- **TASK GOAL**:
Copy out the part of the listing starting at the line with "Kindly give the mask of every instance of the wet" and ending at the line with "139 162 L 113", requests included, and shift every coordinate in the answer outline by adding 128 to it.

start

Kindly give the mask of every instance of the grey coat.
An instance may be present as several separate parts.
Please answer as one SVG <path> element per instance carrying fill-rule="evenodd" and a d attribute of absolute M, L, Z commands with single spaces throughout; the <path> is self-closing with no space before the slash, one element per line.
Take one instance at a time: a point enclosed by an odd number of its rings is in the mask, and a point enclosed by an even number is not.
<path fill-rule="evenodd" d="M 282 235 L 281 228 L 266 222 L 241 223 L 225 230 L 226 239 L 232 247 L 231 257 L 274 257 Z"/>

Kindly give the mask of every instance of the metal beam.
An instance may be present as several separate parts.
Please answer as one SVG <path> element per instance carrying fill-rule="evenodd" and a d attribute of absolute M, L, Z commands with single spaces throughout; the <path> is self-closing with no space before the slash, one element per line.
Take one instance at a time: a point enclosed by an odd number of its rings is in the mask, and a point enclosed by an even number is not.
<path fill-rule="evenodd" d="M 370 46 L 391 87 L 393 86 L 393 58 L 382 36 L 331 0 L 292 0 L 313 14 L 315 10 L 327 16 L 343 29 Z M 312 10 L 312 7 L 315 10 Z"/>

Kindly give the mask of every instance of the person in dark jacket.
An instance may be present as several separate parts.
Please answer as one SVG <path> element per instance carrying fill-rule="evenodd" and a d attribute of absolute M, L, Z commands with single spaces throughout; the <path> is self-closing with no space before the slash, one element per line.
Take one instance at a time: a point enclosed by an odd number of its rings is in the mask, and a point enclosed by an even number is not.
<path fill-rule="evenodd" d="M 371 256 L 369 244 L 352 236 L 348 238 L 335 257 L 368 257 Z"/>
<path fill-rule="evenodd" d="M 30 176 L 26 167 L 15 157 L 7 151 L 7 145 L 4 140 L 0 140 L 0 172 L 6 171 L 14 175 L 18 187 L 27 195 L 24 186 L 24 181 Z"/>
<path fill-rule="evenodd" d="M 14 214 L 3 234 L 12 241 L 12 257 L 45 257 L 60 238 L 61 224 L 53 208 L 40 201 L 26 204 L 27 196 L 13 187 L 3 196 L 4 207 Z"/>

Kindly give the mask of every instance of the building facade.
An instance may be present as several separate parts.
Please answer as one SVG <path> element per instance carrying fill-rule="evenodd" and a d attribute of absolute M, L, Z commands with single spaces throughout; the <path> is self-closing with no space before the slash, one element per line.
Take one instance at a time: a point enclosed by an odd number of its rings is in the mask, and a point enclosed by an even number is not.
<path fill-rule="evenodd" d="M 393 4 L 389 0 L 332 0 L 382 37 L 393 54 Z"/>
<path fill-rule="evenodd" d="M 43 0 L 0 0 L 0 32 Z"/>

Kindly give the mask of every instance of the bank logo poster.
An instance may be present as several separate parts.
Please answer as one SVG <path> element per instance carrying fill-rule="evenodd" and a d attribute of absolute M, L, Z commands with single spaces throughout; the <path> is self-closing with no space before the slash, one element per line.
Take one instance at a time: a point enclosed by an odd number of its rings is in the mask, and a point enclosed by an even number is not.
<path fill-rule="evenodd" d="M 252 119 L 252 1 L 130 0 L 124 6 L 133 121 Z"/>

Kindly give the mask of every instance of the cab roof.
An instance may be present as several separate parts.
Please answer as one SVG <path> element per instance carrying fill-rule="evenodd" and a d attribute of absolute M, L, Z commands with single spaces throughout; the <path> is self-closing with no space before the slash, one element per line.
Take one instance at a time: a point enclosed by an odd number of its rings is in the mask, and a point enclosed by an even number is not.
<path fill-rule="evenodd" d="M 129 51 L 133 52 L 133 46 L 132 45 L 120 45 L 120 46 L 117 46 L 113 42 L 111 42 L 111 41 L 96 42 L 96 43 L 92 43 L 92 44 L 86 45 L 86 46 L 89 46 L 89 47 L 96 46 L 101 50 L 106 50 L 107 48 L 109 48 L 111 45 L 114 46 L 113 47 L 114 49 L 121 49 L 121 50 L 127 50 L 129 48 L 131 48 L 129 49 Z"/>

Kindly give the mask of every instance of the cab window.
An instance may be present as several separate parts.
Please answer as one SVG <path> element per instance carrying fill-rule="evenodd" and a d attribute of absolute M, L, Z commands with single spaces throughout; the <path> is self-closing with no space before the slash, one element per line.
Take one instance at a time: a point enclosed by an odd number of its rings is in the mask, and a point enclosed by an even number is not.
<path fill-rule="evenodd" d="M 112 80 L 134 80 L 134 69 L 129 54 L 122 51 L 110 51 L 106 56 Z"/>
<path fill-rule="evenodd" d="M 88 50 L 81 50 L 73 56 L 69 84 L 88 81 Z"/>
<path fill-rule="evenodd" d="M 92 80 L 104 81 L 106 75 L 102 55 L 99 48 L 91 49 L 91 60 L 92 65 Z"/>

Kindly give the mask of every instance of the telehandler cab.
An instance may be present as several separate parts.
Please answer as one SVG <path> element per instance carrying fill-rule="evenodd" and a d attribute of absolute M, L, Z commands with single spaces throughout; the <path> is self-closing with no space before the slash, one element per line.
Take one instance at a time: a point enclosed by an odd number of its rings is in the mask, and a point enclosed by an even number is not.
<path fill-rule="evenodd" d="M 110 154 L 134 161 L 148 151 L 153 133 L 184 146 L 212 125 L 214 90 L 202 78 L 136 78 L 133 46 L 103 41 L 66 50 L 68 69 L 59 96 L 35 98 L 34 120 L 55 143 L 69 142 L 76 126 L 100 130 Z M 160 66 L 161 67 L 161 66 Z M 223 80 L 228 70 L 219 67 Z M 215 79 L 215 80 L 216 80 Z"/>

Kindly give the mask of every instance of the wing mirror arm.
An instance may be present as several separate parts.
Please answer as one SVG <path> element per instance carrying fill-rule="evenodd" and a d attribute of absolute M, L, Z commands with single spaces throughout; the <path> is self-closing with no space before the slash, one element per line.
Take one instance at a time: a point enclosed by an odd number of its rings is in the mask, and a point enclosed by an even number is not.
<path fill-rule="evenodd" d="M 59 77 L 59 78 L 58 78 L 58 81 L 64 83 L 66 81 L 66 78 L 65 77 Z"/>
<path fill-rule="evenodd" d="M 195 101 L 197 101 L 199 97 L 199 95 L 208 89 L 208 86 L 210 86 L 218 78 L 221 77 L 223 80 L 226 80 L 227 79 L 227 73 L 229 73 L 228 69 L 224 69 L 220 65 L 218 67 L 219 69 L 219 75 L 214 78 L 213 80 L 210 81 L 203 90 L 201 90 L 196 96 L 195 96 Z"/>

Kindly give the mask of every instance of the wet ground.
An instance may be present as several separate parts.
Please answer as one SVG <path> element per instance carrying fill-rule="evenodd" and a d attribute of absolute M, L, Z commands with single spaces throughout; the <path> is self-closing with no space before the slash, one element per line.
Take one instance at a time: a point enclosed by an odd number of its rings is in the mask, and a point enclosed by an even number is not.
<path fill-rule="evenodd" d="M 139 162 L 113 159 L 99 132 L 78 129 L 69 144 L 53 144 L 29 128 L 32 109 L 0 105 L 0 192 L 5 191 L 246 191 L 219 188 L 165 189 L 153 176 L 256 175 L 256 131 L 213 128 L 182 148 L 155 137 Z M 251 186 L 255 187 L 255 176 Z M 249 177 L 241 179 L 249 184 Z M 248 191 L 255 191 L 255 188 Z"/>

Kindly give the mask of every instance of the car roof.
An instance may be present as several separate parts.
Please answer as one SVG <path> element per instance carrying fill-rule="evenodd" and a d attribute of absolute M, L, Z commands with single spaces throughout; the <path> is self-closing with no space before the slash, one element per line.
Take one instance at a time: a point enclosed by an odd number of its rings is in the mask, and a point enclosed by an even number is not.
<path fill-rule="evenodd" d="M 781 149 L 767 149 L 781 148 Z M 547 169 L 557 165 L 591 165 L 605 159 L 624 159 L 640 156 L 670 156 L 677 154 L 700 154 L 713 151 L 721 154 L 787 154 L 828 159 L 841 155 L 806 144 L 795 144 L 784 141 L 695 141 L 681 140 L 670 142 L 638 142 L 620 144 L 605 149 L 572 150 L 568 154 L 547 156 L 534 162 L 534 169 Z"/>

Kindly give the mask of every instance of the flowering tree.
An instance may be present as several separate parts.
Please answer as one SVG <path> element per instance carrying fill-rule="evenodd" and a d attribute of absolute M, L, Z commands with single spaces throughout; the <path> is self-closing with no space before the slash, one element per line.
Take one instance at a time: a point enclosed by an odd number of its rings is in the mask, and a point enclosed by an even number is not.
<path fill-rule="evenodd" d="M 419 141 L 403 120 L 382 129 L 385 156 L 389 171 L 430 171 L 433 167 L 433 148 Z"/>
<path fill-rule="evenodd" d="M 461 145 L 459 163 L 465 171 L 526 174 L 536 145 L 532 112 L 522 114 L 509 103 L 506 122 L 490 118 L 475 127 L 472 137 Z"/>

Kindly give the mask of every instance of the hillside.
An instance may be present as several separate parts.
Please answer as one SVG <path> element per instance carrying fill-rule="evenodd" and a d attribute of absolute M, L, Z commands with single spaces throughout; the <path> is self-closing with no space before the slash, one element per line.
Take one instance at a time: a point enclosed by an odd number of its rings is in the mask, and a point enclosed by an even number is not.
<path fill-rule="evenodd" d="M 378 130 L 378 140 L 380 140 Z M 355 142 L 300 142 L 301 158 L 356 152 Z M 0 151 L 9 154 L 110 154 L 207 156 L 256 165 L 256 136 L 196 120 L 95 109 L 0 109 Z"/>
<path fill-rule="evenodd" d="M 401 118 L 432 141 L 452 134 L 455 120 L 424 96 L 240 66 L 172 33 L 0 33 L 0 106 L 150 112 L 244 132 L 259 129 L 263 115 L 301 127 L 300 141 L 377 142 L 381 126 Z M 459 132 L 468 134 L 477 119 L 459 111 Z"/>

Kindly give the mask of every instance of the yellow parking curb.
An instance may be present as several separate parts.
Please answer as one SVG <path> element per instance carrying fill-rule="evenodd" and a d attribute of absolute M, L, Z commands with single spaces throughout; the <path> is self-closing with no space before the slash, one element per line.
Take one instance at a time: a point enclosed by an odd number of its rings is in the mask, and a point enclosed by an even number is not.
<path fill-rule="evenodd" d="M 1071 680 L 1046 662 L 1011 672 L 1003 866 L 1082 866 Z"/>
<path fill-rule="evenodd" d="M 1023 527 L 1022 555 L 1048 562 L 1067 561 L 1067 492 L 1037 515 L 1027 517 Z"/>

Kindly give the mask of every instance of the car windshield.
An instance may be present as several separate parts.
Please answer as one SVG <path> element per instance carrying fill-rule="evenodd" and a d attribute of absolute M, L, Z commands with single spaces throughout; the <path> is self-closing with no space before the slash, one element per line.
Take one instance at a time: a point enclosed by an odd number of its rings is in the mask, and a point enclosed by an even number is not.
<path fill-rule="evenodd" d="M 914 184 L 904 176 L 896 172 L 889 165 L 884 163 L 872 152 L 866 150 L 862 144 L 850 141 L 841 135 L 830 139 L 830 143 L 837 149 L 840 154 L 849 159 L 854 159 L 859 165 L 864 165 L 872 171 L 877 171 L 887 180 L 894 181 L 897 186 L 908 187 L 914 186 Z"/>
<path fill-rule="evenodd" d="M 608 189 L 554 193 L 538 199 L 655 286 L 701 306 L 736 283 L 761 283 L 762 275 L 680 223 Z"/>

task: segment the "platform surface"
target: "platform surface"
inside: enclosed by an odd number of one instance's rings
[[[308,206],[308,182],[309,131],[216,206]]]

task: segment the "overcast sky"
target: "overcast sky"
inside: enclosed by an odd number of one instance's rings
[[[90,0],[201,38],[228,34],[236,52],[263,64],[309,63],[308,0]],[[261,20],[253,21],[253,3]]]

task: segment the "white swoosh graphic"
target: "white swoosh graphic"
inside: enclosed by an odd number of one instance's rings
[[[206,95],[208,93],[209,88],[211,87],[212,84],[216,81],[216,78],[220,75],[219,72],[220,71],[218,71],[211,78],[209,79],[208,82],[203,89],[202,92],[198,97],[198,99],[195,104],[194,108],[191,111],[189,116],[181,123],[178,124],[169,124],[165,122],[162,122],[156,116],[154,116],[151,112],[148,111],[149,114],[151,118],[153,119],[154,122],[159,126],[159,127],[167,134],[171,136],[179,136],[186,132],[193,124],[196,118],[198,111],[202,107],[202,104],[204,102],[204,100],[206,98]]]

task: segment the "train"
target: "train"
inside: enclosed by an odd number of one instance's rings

end

- **TASK ANSWER**:
Kindly give the mask of every instance of the wet ground.
An instance may be present as several separate parts.
Please answer as one SVG <path> element per instance carrying fill-rule="evenodd" and a d attribute of absolute M, L, Z commands with single spaces throughout; the <path> is self-closing with no space before the slash, one element per line.
Take one instance at a time: a point enclosed by an odd number of its rings is in the mask, and a point enclosed by an even number is not.
<path fill-rule="evenodd" d="M 267 290 L 241 287 L 227 260 L 206 257 L 197 272 L 181 272 L 157 256 L 160 237 L 128 233 L 128 320 L 133 319 L 374 319 L 347 316 L 293 317 L 281 304 L 384 303 L 384 259 L 341 256 L 310 276 L 283 265 Z M 379 314 L 383 315 L 383 304 Z M 377 305 L 369 307 L 377 312 Z M 376 319 L 383 319 L 383 316 Z"/>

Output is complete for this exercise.